• Source
┄┄┄┄┄┄┄┄┄┄┄┄┄┄┄┄┄┄┄┄
17.2. Binary Search Trees Continued¶
We’ll now wrap up our discussion of binary search trees by looking at how to search and delete nodes.
Below is the completed BinarySearchTree
class with implementations for contains()
and remove()
.
public class BinarySearchTree<T extends Comparable<T>> {
private BinaryTreeNode<T> root;
public BinarySearchTree() {
root = null;
}
// Inserts a value into the BST
public void insert(T value) {
root = insert(root, value);
}
private BinaryTreeNode<T> insert(BinaryTreeNode<T> node, T value) {
// Base case: node is null - create a node to
// hold the new value and return it
if (node == null) {
return new BinaryTreeNode<T>(value);
}
// Recursive case 1: the new value is less than the value in
// node. Recurse on the left subtree
if(value.compareTo(node.getValue()) < 0) {
node.setLeft(insert(node.getLeft(), value));
}
// Recursive case 2: the new value is greater than or equal to the
// value in node. Recurse on the right subtree
else {
node.setRight(insert(node.getRight(), value));
}
return node;
}
public boolean contains(T value) {
return contains(root, value);
}
private boolean contains(BinaryTreeNode<T> node, T value) {
// Base case 1: tree is empty, so we didn't find the value
if (node == null) {
return false;
}
// Base case 2: we found the value in the current node
if (node.getValue().compareTo(value) == 0) {
return true;
}
// Recursive case 1: the value is less than the current
// node's value, so we search the left subtree
if (value.compareTo(node.getValue()) < 0) {
return contains(node.getLeft(), value);
}
// Recursive case 2: the value is greater than the current
// node's value, so we search the right subtree
else {
return contains(node.getRight(), value);
}
}
private T removeMax(BinaryTreeNode<T> node) {
// base case: if the right child has no right child,
// then node.getRight() is the largest value
if (node.getRight().getRight() == null) {
T maxValue = node.getRight().getValue();
// remove the largest value from the right subtree
node.setRight(node.getRight().getLeft());
return maxValue;
}
// recursive case: continue searching the right subtree
else {
return removeMax(node.getRight());
}
}
public T remove(T toRemove) {
if (!contains(toRemove)) {
return null;
}
root = remove(root, toRemove);
return toRemove;
}
private BinaryTreeNode<T> remove(BinaryTreeNode<T> node, T toRemove) {
// base case: value is not in the tree
if (node == null) {
return null;
}
// compare the value to the current node's value
int comparison = toRemove.compareTo(node.getValue());
//base case: we found the value in the current node
if (comparison == 0) {
// removal case 1: node has no children, so return null to remove it
if (node.getLeft() == null && node.getRight() == null) {
return null;
}
// removal case 2: node has one child, so return the child to replace it
else if (node.getLeft() == null) {
return node.getRight();
}
else if (node.getRight() == null) {
return node.getLeft();
}
// removal case 3: node has two children
else {
// removal case 3a: left child has no right child,
// so replace node with left child
if (node.getLeft().getRight() == null) {
// replace node's value with left child's value
node.setValue(node.getLeft().getValue());
// replace node's left child with left child's left child
node.setLeft(node.getLeft().getLeft());
return node;
}
// removal case 3b: left child has a right child, so
// replace node with left child's right child
else {
// replace node's value with left child's maximum value
// and remove the maximum value from the left subtree
node.setValue(removeMax(node.getLeft()));
return node;
}
}
}
// Recursive case: the value is less than the current node's value, so we search the left subtree
else if (comparison < 0) {
node.setLeft(remove(node.getLeft(), toRemove));
return node;
}
// Recursive case: the value is greater than the current node's value, so we search the right subtree
else {
node.setRight(remove(node.getRight(), toRemove));
return node;
}
}
}
17.2.1. BST contains()¶
The contains()
┄┄┄┄┄┄┄┄┄┄┄┄┄┄┄┄┄┄┄┄
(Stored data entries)

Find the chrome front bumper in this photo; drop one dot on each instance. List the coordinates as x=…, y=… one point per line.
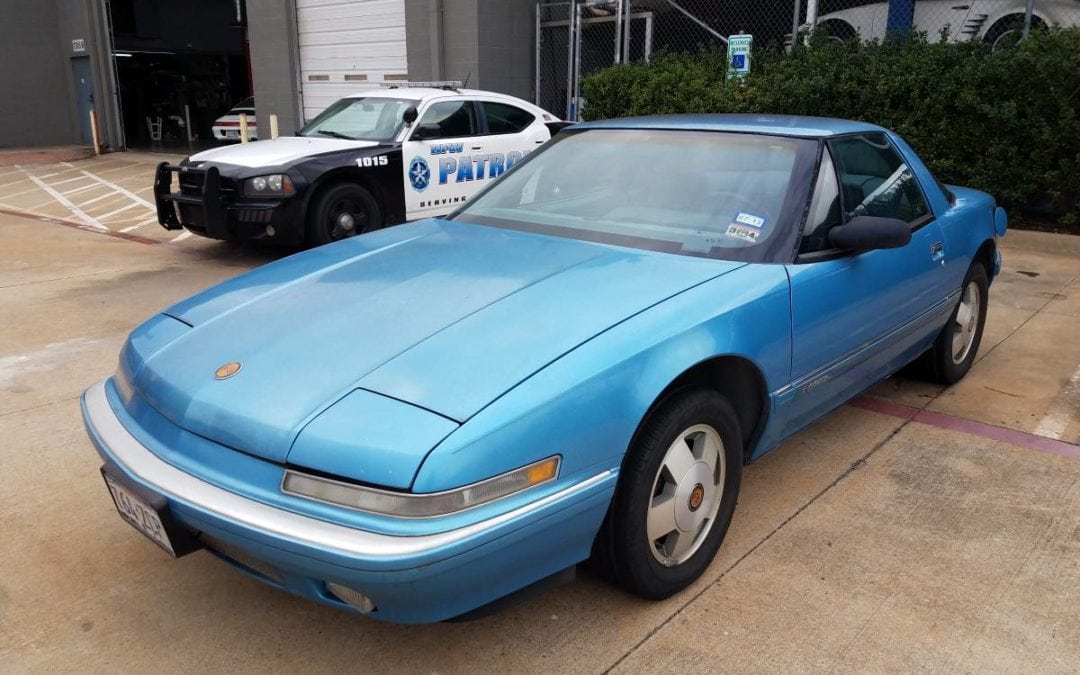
x=121, y=447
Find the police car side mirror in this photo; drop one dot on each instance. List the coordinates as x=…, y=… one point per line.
x=428, y=131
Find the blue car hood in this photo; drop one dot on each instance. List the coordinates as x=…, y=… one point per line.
x=442, y=315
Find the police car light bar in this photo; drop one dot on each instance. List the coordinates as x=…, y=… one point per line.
x=437, y=84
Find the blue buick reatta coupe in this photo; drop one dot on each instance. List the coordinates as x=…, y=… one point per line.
x=420, y=421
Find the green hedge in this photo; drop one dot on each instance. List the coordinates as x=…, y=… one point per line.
x=1006, y=121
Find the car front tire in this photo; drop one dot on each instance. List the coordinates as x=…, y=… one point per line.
x=676, y=495
x=340, y=211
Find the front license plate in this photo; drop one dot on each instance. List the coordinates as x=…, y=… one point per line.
x=138, y=513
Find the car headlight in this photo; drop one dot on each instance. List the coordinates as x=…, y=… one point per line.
x=407, y=505
x=274, y=185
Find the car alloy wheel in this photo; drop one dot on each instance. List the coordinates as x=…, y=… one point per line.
x=687, y=493
x=966, y=322
x=340, y=211
x=678, y=486
x=347, y=218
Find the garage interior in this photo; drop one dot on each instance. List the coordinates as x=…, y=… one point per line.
x=177, y=62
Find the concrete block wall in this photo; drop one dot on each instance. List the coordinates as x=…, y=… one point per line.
x=490, y=42
x=35, y=77
x=271, y=32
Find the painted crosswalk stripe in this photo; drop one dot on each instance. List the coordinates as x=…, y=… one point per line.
┄┄┄┄┄┄┄┄┄┄┄┄┄┄┄┄┄┄┄┄
• Required task
Reproduce the part of the binary search tree page starting at "17.2. Binary Search" and ending at "implementations for contains()", word for word.

• Output
17.2. Binary Search Trees Continued¶
We’ll now wrap up our discussion of binary search trees by looking at how to search and delete nodes.
Below is the completed BinarySearchTree
class with implementations for contains()